* Given text *

--- Start ---

No remark could have a worse effect on the inhabitants of the Middle East. Rice wrote her doctoral dissertation on the Cold War era and the USSR, and although she has a prestigious background in academia, she sadly has not read her Middle East history correctly. To the Arab street she is trying to appeal to today, the "founders" that she admires in Israel are nothing but invaders who realized early on that in order to survive they must uproot, kill and terrorize the Palestinians.

Joseph Weitz, head of the Jewish Agency's colonial department, said in 1940, "We shall not achieve our goal if the Arabs are in this small country. There is no other way [other] than to transfer the Arabs from here to neighboring countries - all of them! Not one village, not one tribe should be left." In 1948, there were 475 villages in Palestine, 385 of which were bulldozed to the ground by Israel. In 1938, the "founder" Ben Gurion told the World Council of Poale Zion, "The boundaries of Zionist aspirations include southern Lebanon, southern Syria, today's trans-Jordan, all of the West Bank and Sinai." Ten years later, as premier of Israel, he said, "Our aim is to smash Lebanon, trans-Jordan and Syria. We shall establish a Christian state [in Lebanon], and then we will smash the Arab Legion, eliminate trans-Jordan, then Syria will fall to us. We then bomb and move on and take Port Said, Alexandria and Sinai." (Taken from Michael Bar Zohar's Ben Gurion: A Biography). These words have had more of an impact on Arabs, even those who are moderate and Westernized, than the democratic promises of Rice.

As an African-American who grew up inspired by the American revolution against colonialism, and as someone who has read, if not memorized the Bill of Rights of the US constitution, how can Rice admire a people uprooting, terrorizing and "smashing" another people? This is a question asked all over the Middle East, shedding a lot of doubt on Rice's credibility when talking about democracy at AUC. Life, liberty and the pursuit of happiness are the trinity that holds the US together and defines its democracy, yet it has not been applied by the US when dealing with the Middle East.

--- End ---

* Entries provided *
--- Start ---

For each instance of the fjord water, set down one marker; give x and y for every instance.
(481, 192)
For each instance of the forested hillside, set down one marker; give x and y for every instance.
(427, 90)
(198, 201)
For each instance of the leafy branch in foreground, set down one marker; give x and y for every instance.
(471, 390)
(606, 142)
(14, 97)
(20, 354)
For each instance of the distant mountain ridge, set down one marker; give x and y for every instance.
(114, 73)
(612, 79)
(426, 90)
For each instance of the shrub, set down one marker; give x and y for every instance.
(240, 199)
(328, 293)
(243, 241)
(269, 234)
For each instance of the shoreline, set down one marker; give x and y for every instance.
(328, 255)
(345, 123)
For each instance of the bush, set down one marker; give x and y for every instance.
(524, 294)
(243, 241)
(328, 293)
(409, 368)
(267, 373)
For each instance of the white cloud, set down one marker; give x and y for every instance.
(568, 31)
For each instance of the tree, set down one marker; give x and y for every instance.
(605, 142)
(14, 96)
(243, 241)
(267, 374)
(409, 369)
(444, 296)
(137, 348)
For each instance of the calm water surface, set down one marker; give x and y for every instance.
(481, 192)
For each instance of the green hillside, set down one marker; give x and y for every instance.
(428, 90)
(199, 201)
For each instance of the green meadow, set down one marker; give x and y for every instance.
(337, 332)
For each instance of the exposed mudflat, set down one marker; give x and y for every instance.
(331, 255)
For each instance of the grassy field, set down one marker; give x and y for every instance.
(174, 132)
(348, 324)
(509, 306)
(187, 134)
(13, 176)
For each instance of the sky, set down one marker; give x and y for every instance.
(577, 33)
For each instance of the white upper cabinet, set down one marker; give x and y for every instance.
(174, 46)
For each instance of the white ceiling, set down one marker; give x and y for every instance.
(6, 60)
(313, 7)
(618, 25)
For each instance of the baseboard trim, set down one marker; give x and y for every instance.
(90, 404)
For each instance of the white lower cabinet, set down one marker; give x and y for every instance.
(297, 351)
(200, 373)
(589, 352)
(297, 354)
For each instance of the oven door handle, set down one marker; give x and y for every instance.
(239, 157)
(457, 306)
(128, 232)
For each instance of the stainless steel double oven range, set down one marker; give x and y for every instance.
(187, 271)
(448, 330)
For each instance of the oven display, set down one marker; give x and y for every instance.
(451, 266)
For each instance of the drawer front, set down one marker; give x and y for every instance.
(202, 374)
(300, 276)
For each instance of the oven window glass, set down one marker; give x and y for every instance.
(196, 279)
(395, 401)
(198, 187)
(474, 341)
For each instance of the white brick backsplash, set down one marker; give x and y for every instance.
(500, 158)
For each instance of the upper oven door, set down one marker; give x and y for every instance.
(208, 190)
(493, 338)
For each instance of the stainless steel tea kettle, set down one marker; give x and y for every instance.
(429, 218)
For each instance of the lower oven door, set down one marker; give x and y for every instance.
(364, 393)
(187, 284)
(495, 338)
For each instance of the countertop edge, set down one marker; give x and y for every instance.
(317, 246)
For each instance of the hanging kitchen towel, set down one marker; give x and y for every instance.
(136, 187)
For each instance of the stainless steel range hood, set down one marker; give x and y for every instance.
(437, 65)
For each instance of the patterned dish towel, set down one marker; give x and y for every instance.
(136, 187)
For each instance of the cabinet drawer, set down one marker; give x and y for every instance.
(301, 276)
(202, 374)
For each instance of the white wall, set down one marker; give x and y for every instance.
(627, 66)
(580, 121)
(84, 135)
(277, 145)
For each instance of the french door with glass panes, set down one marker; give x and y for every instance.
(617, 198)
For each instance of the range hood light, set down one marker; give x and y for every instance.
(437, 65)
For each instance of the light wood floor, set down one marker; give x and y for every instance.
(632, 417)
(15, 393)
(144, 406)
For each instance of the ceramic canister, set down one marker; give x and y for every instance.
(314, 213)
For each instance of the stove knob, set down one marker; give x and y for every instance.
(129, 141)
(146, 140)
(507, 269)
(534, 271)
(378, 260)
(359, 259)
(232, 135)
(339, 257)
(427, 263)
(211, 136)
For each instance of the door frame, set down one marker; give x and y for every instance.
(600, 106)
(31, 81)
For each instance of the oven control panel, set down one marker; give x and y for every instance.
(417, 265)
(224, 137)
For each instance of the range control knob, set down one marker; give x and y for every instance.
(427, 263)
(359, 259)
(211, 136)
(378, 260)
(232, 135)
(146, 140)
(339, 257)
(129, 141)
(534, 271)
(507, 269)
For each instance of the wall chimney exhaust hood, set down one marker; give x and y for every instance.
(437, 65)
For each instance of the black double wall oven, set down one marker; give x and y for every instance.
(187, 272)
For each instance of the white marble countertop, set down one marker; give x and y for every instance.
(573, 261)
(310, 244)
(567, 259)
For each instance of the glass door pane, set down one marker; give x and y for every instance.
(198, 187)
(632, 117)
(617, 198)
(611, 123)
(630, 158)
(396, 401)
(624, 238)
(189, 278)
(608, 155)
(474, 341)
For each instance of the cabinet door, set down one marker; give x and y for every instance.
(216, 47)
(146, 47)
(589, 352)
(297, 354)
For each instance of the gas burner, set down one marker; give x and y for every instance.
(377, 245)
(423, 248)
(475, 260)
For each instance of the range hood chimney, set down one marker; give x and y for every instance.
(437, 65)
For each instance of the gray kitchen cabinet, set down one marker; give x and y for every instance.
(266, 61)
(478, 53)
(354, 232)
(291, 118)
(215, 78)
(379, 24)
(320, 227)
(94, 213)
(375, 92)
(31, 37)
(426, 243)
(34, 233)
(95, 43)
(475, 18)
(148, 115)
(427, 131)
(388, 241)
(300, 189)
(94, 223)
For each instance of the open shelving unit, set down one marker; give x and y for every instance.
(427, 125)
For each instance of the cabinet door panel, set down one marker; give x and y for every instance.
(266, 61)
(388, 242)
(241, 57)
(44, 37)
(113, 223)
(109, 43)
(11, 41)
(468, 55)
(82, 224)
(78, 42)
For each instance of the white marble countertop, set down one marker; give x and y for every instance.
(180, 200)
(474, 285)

--- End ---

Reproduce the commentary on Rice and Middle East history word for word, from its first sentence through its last.

No remark could have a worse effect on the inhabitants of the Middle East. Rice wrote her doctoral dissertation on the Cold War era and the USSR, and although she has a prestigious background in academia, she sadly has not read her Middle East history correctly. To the Arab street she is trying to appeal to today, the "founders" that she admires in Israel are nothing but invaders who realized early on that in order to survive they must uproot, kill and terrorize the Palestinians.

Joseph Weitz, head of the Jewish Agency's colonial department, said in 1940, "We shall not achieve our goal if the Arabs are in this small country. There is no other way [other] than to transfer the Arabs from here to neighboring countries - all of them! Not one village, not one tribe should be left." In 1948, there were 475 villages in Palestine, 385 of which were bulldozed to the ground by Israel. In 1938, the "founder" Ben Gurion told the World Council of Poale Zion, "The boundaries of Zionist aspirations include southern Lebanon, southern Syria, today's trans-Jordan, all of the West Bank and Sinai." Ten years later, as premier of Israel, he said, "Our aim is to smash Lebanon, trans-Jordan and Syria. We shall establish a Christian state [in Lebanon], and then we will smash the Arab Legion, eliminate trans-Jordan, then Syria will fall to us. We then bomb and move on and take Port Said, Alexandria and Sinai." (Taken from Michael Bar Zohar's Ben Gurion: A Biography). These words have had more of an impact on Arabs, even those who are moderate and Westernized, than the democratic promises of Rice.

As an African-American who grew up inspired by the American revolution against colonialism, and as someone who has read, if not memorized the Bill of Rights of the US constitution, how can Rice admire a people uprooting, terrorizing and "smashing" another people? This is a question asked all over the Middle East, shedding a lot of doubt on Rice's credibility when talking about democracy at AUC. Life, liberty and the pursuit of happiness are the trinity that holds the US together and defines its democracy, yet it has not been applied by the US when dealing with the Middle East.